### [Set problem]
Can you render every line of the listing below as a numbered list, leaving out blank lines and the pictures?

--

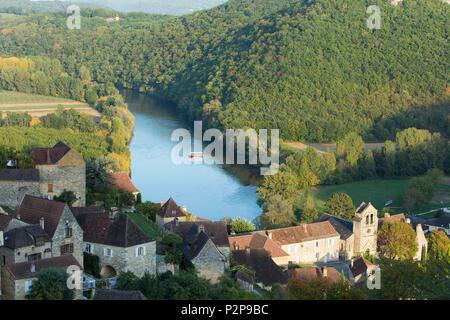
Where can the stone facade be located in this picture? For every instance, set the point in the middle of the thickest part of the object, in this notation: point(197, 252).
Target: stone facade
point(317, 250)
point(210, 262)
point(68, 174)
point(76, 239)
point(365, 230)
point(126, 259)
point(12, 192)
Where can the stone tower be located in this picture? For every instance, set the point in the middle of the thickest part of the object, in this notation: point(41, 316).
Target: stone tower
point(365, 229)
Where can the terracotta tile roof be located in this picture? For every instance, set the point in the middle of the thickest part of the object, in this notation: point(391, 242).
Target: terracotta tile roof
point(19, 175)
point(24, 237)
point(23, 270)
point(108, 294)
point(216, 231)
point(360, 266)
point(32, 209)
point(303, 233)
point(311, 273)
point(122, 181)
point(4, 221)
point(258, 260)
point(343, 227)
point(170, 209)
point(118, 232)
point(42, 156)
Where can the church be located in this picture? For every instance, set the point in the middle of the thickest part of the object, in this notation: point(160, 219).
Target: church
point(56, 169)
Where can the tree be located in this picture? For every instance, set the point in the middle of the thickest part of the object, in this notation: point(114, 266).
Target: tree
point(397, 240)
point(241, 225)
point(439, 246)
point(277, 212)
point(341, 205)
point(309, 212)
point(127, 281)
point(66, 196)
point(51, 284)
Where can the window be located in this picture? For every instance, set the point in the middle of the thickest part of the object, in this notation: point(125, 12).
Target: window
point(28, 284)
point(34, 257)
point(67, 249)
point(68, 232)
point(107, 252)
point(89, 248)
point(140, 251)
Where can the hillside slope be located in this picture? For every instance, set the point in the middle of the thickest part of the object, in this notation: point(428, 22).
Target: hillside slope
point(312, 69)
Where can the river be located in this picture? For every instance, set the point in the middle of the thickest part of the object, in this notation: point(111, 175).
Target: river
point(208, 191)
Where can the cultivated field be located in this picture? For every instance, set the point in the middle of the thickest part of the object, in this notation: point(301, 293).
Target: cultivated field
point(38, 106)
point(380, 192)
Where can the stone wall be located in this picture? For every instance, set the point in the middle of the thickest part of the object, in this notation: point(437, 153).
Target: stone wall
point(12, 192)
point(210, 263)
point(70, 178)
point(59, 238)
point(319, 250)
point(124, 259)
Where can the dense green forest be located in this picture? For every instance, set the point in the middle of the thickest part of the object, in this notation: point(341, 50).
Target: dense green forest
point(310, 68)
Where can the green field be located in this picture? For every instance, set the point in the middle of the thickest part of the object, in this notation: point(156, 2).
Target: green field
point(149, 228)
point(379, 192)
point(10, 97)
point(37, 105)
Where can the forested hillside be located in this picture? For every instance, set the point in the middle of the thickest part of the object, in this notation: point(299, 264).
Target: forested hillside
point(310, 68)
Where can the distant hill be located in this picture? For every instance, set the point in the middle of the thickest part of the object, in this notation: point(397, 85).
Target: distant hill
point(312, 69)
point(172, 7)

--

### [Exercise response]
1. Where can the stone facade be located in this picture? For every instance, set the point in the middle of the thickest part of the object, in this notation: point(197, 252).
2. Target: stone facade
3. point(317, 250)
4. point(210, 262)
5. point(68, 174)
6. point(76, 239)
7. point(365, 230)
8. point(126, 259)
9. point(12, 192)
10. Where can the stone tower be located in this picture? For every instance, set the point in the middle of the thickest part of the object, in this notation: point(41, 316).
11. Target: stone tower
12. point(365, 229)
13. Where can the terracotta tile roof be located in this picture? For every instance, set the point in the middle of the thickest part of the object, in this notation: point(391, 242).
14. Target: terracotta tile roof
15. point(19, 175)
16. point(24, 237)
17. point(23, 270)
18. point(108, 294)
19. point(216, 231)
20. point(360, 266)
21. point(32, 209)
22. point(303, 233)
23. point(311, 273)
24. point(122, 181)
25. point(4, 221)
26. point(258, 260)
27. point(343, 227)
28. point(170, 209)
29. point(118, 232)
30. point(42, 156)
31. Where can the church be located in this picture? For every instance, set the point in the middle of the thickest part of the object, in this notation: point(160, 219).
32. Target: church
33. point(56, 169)
34. Where can the tree be located in this picture? For every instance, set the point in the middle of the thickest part of the object, in this notation: point(114, 266).
35. Target: tree
36. point(397, 240)
37. point(241, 225)
38. point(439, 246)
39. point(277, 212)
40. point(341, 205)
41. point(309, 212)
42. point(127, 281)
43. point(66, 196)
44. point(51, 284)
45. Where can the window be located in this picture? For every instance, set the point in the middle of the thickest part of the object, in this notation: point(125, 12).
46. Target: window
47. point(28, 284)
48. point(34, 257)
49. point(67, 249)
50. point(68, 232)
51. point(107, 252)
52. point(89, 248)
53. point(140, 251)
54. Where can the hillside slope be located in this picture? For every instance, set the point in the middle of the thickest part of the object, in this notation: point(428, 22).
55. Target: hillside slope
56. point(312, 69)
57. Where can the river be located in this picture? For every instance, set the point in the middle of the thickest part of the object, in this notation: point(111, 175).
58. Target: river
59. point(208, 191)
60. Where can the cultivated field be located in this picture? For every instance, set the point in the middle of the thickest part of the object, in this notation: point(301, 293).
61. Target: cultivated field
62. point(38, 106)
63. point(380, 192)
64. Where can the stone wall be located in this picture? For every instance, set the point in the middle of the thickest part of the object, in this notation: point(437, 153).
65. Target: stone wall
66. point(12, 192)
67. point(210, 263)
68. point(70, 178)
69. point(59, 238)
70. point(319, 250)
71. point(124, 259)
72. Where can the dense green forest be located in this picture? For every instance, set the point in the middle of the thickest part of the object, in this notation: point(341, 50).
73. Target: dense green forest
74. point(310, 68)
75. Where can the green field be located in this picture? For every instance, set the point in the middle of the thickest part of the object, in this notation: point(156, 2).
76. Target: green field
77. point(149, 228)
78. point(379, 192)
79. point(10, 97)
80. point(37, 105)
81. Where can the forested hillside be located in this picture? For every instance, set the point in the middle of the thickest part of the object, in this notation: point(299, 264).
82. Target: forested hillside
83. point(310, 68)
84. Where can the distant hill be located in this picture? For every instance, set the point in the middle of the thickest part of the object, in this notation: point(397, 85).
85. Target: distant hill
86. point(312, 69)
87. point(172, 7)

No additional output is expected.